### Given problem
The line containing "Phrase: arched wooden ceiling" and every line after it, through the last, are to be extracted exactly; no other lines belong in the answer.

_ _ _ _

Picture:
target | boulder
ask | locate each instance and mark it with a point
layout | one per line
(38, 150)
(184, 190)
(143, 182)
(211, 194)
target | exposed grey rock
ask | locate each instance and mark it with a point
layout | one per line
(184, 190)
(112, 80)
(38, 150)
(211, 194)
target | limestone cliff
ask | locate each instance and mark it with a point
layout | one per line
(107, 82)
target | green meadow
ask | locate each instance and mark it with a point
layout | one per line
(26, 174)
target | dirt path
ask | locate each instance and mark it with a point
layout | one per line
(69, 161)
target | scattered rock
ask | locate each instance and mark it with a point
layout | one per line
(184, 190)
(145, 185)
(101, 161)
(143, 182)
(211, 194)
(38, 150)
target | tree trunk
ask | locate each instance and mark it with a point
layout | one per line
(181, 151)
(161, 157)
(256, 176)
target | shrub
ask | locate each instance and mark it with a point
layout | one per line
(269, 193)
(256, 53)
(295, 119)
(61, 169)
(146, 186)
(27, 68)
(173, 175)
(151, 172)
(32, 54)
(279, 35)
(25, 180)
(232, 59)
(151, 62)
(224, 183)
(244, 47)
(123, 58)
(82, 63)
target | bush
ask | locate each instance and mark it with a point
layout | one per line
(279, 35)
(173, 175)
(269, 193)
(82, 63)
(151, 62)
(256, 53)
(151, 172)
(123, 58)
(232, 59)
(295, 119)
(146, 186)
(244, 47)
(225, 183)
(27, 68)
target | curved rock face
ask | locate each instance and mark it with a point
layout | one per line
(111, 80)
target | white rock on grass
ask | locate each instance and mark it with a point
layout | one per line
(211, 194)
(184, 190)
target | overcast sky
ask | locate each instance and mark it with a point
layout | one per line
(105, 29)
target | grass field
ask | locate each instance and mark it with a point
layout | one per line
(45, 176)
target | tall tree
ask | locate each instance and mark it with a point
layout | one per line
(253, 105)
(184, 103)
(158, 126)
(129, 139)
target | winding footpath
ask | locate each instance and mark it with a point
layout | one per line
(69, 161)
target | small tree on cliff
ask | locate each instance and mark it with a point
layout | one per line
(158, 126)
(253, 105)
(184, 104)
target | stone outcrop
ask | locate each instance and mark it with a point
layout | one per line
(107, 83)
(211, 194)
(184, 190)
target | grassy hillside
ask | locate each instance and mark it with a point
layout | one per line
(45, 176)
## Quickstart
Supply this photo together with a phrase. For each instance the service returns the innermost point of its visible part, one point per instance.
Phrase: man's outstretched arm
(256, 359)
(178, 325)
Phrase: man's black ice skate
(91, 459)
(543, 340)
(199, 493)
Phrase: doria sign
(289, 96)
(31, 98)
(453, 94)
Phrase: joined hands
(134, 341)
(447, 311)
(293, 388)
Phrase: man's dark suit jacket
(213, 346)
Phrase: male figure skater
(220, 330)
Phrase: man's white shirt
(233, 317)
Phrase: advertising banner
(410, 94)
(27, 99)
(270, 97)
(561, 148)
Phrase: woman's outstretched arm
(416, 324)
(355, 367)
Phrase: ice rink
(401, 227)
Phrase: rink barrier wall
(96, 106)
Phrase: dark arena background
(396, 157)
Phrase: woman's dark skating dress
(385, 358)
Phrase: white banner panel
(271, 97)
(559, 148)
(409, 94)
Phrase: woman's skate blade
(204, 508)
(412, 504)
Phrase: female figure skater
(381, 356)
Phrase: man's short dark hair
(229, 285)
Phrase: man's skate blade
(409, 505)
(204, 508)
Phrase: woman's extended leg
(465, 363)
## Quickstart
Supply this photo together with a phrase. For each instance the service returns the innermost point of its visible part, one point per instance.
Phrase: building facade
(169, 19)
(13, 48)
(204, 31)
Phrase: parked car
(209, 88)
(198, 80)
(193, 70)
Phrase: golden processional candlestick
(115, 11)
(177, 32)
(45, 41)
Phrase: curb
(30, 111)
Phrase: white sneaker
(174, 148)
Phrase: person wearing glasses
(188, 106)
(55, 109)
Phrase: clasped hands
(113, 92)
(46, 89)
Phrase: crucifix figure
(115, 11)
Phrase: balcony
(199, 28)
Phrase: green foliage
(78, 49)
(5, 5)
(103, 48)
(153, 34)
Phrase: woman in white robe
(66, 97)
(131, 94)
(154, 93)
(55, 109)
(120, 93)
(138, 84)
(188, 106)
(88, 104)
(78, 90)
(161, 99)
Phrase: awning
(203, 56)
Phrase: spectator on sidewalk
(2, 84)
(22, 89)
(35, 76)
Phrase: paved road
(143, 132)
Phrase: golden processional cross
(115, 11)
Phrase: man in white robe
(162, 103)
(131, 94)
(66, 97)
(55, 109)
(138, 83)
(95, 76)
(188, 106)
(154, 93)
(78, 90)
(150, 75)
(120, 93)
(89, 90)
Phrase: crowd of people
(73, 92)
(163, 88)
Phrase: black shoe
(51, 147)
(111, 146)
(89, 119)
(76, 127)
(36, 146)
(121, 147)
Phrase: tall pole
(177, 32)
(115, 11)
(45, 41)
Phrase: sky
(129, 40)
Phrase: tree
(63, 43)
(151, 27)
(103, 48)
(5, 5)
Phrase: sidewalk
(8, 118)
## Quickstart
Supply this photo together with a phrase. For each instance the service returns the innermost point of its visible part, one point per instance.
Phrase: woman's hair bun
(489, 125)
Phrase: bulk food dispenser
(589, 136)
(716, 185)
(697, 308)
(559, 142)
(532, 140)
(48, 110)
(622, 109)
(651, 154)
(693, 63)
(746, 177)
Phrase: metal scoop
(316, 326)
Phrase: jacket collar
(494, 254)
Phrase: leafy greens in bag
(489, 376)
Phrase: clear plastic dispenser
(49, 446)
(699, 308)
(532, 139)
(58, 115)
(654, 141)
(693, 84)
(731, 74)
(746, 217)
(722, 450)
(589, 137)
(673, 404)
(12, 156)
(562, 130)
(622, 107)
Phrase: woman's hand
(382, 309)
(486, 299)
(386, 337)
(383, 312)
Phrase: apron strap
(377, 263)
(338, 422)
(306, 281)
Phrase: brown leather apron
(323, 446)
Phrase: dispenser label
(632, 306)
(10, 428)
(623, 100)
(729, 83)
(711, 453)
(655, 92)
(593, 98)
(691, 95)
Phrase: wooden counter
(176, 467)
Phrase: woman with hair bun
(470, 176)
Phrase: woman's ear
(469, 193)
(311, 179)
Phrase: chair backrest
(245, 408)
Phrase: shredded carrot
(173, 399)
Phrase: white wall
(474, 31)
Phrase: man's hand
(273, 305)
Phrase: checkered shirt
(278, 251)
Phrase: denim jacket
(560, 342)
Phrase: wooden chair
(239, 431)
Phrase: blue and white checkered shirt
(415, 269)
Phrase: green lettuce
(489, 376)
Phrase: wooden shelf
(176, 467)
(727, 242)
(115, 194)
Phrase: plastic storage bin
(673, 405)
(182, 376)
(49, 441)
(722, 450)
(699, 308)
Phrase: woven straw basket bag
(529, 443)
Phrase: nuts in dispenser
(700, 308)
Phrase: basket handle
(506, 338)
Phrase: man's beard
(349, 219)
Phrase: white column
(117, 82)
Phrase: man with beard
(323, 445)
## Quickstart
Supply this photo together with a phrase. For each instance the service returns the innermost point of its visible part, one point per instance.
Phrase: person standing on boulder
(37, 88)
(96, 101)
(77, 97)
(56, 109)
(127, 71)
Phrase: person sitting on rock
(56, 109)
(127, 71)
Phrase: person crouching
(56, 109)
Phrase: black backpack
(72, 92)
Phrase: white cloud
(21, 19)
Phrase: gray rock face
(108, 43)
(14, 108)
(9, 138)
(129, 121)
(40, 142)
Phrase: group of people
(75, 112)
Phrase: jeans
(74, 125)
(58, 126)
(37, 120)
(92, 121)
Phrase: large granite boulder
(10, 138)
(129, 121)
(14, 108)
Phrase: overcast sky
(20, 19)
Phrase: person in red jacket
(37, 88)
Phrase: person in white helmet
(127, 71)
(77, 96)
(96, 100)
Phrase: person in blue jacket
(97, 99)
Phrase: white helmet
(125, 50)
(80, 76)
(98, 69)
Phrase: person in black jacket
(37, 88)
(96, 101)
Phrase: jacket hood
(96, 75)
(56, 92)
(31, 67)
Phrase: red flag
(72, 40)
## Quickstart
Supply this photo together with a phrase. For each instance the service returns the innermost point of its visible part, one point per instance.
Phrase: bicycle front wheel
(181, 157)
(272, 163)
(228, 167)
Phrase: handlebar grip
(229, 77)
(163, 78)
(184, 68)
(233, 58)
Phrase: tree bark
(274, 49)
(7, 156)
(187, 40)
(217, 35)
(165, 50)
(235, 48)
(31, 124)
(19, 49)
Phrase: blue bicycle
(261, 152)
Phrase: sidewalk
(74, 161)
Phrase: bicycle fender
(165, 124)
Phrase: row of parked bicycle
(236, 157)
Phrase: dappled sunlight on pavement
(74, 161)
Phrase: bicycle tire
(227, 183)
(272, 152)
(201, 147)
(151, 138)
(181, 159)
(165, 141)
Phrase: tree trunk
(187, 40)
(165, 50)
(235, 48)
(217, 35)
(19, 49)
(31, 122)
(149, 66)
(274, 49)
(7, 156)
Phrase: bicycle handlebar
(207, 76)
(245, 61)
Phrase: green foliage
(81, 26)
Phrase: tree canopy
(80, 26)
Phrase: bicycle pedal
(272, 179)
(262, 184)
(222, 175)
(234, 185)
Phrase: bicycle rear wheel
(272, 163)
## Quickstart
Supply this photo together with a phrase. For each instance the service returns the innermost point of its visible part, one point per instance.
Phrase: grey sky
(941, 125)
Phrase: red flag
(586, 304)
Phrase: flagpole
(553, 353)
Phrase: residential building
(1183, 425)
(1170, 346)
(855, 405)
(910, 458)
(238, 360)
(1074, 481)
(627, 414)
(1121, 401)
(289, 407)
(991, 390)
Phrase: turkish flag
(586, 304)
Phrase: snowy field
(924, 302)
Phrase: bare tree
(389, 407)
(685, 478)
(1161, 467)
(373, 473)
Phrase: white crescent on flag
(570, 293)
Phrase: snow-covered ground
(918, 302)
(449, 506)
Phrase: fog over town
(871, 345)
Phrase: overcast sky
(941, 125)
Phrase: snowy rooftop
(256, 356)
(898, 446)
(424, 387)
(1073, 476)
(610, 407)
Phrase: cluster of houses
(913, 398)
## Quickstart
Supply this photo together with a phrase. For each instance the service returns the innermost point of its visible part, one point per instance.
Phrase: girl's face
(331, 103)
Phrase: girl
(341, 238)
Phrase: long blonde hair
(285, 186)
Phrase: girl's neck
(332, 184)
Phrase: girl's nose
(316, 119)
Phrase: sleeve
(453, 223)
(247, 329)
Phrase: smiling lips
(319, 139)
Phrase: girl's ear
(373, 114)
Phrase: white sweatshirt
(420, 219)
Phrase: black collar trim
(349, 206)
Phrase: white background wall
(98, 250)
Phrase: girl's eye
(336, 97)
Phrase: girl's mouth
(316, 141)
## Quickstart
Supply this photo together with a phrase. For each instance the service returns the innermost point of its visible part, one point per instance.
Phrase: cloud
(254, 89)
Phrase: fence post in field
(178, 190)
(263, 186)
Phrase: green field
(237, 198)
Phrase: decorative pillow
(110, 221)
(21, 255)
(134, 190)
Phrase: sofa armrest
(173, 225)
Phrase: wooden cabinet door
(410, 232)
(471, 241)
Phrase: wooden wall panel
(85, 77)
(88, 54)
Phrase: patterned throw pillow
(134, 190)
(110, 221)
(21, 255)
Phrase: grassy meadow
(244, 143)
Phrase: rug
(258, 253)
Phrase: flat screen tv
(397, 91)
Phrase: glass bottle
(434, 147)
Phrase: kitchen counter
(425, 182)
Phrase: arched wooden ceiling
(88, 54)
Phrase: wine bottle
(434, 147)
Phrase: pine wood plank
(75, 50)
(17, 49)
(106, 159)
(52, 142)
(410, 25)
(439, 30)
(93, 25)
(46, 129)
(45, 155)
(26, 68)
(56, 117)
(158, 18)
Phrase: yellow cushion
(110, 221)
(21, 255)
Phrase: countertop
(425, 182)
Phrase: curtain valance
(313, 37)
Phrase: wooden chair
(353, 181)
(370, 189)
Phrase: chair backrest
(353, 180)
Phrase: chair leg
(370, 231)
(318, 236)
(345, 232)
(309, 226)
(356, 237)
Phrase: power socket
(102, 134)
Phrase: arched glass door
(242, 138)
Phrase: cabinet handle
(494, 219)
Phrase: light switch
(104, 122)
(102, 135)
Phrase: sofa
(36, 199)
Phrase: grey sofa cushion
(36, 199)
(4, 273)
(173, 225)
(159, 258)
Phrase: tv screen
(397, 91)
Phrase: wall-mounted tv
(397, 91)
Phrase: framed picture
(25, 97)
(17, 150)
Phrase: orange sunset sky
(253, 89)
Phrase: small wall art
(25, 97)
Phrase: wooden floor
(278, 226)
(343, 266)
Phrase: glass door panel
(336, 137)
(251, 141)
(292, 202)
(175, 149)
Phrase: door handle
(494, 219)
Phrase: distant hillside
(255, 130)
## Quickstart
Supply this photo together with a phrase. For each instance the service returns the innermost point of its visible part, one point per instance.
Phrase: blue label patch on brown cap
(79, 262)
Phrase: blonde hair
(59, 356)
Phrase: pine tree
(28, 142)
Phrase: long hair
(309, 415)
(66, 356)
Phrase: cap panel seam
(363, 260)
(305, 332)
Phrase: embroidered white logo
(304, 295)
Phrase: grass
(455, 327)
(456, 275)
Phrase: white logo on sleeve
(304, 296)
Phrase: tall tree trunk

_ _ _ _

### Problem solution
Phrase: arched wooden ceiling
(88, 54)
Phrase: wine bottle
(434, 147)
Phrase: pine wood plank
(75, 50)
(17, 49)
(106, 159)
(52, 142)
(410, 25)
(439, 30)
(93, 25)
(46, 129)
(45, 155)
(26, 68)
(56, 117)
(158, 18)
Phrase: yellow cushion
(110, 221)
(21, 255)
Phrase: countertop
(425, 182)
Phrase: curtain valance
(313, 37)
Phrase: wooden chair
(353, 181)
(370, 189)
Phrase: chair backrest
(353, 180)
Phrase: chair leg
(370, 231)
(318, 236)
(345, 232)
(309, 226)
(356, 237)
Phrase: power socket
(102, 134)
Phrase: arched glass door
(242, 138)
Phrase: cabinet handle
(494, 219)
Phrase: light switch
(104, 122)
(102, 135)
Phrase: sofa
(36, 199)
Phrase: grey sofa cushion
(36, 199)
(4, 273)
(173, 225)
(159, 258)
Phrase: tv screen
(397, 91)
Phrase: wall-mounted tv
(397, 91)
Phrase: framed picture
(25, 97)
(17, 150)
Phrase: orange sunset sky
(253, 89)
Phrase: small wall art
(25, 97)
Phrase: wooden floor
(278, 226)
(343, 266)
Phrase: glass door panel
(336, 137)
(251, 141)
(292, 202)
(175, 149)
Phrase: door handle
(494, 219)
Phrase: distant hillside
(255, 130)
## Quickstart
Supply this photo together with a phrase. For each instance the service returns the innermost point of its visible part, one point per instance.
Phrase: blue label patch on brown cap
(79, 262)
Phrase: blonde hair
(59, 356)
Phrase: pine tree
(28, 142)
Phrase: long hair
(309, 415)
(66, 356)
Phrase: cap panel seam
(363, 260)
(305, 332)
Phrase: embroidered white logo
(304, 295)
Phrase: grass
(455, 327)
(456, 275)
Phrase: white logo on sleeve
(304, 296)
Phrase: tall tree trunk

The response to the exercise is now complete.